■ **Records excerpted from a collection**

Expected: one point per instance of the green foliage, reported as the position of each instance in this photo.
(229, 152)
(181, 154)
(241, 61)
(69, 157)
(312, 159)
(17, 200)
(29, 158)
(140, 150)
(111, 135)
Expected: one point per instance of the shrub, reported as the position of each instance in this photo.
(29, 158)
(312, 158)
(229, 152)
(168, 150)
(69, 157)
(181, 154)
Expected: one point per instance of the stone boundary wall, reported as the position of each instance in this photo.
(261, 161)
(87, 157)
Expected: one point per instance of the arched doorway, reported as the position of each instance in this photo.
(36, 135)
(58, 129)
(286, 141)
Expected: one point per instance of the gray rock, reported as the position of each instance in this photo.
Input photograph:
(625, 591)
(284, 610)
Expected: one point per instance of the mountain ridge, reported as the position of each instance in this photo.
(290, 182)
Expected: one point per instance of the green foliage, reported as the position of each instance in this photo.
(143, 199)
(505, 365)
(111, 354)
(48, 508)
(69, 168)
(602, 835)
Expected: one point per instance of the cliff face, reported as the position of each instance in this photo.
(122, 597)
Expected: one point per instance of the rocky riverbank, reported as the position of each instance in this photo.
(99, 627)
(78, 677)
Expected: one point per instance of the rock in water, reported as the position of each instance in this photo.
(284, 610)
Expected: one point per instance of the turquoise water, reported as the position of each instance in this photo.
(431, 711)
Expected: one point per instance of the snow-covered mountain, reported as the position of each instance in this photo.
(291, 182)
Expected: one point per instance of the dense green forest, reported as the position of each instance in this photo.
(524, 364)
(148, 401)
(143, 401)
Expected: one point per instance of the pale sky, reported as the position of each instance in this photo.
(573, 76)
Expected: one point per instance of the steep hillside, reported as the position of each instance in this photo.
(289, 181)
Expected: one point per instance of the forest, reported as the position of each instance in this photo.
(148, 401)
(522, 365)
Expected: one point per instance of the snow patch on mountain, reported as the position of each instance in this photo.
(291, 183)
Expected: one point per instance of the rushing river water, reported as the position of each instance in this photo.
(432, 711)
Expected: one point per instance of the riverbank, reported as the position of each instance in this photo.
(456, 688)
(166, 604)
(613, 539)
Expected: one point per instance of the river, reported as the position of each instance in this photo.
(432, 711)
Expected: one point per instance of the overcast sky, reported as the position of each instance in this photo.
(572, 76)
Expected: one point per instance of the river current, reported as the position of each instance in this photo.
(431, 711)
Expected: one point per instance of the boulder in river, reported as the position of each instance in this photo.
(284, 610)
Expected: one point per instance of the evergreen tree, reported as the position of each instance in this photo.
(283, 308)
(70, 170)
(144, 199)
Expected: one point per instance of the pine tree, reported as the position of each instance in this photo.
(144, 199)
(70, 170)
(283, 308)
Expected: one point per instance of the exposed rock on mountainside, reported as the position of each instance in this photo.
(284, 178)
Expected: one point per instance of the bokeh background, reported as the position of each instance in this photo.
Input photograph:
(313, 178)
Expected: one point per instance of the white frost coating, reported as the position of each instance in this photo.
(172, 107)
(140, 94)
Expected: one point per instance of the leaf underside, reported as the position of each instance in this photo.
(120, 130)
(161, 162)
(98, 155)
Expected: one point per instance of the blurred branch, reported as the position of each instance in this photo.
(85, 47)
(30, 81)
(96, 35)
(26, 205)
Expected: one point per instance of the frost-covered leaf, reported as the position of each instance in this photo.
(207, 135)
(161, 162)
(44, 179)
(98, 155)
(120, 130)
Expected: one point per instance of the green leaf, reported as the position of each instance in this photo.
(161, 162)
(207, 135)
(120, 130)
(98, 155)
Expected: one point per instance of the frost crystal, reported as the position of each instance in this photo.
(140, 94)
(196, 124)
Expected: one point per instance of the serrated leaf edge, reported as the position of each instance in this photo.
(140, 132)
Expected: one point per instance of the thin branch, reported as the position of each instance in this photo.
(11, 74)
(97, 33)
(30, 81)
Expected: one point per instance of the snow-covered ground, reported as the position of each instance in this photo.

■ **WHAT TO PRODUCE**
Beginning at the line containing "Expected: one point per instance of the exposed", repeat each line exactly through the last line of the entries, and include no other lines.

■ **FULL RESPONSE**
Expected: one point per instance of the exposed rock on mountainside, reported as the position of each instance in this photo.
(284, 178)
Expected: one point per instance of the bokeh background, reported as the position of each instance in this photo.
Input photograph:
(313, 178)
Expected: one point per instance of the white frost coating, reported as the position of each instance in this photo.
(172, 107)
(140, 94)
Expected: one point per instance of the leaf underside, reported as the position of each instance in this photo.
(120, 130)
(161, 162)
(98, 155)
Expected: one point per instance of the blurred branch, reported as the position of each instance in this photo.
(85, 47)
(30, 81)
(96, 35)
(26, 205)
Expected: one point per instance of the frost-covered leaf, reported as the position of each instance in this photo.
(207, 135)
(161, 162)
(44, 179)
(98, 155)
(120, 130)
Expected: one point per instance of the green leaf, reported as the position of each instance in this photo.
(161, 162)
(207, 135)
(120, 130)
(98, 155)
Expected: one point per instance of the frost crystal, reported as the position of each instance in this photo.
(140, 94)
(196, 124)
Expected: one point per instance of the serrated leaf edge, reported as the position of each instance in this photo.
(140, 132)
Expected: one point per instance of the thin branch, reported as the position of each instance in this photo.
(11, 74)
(97, 33)
(30, 81)
Expected: one point per instance of the snow-covered ground, reported as the position of each instance in this photo.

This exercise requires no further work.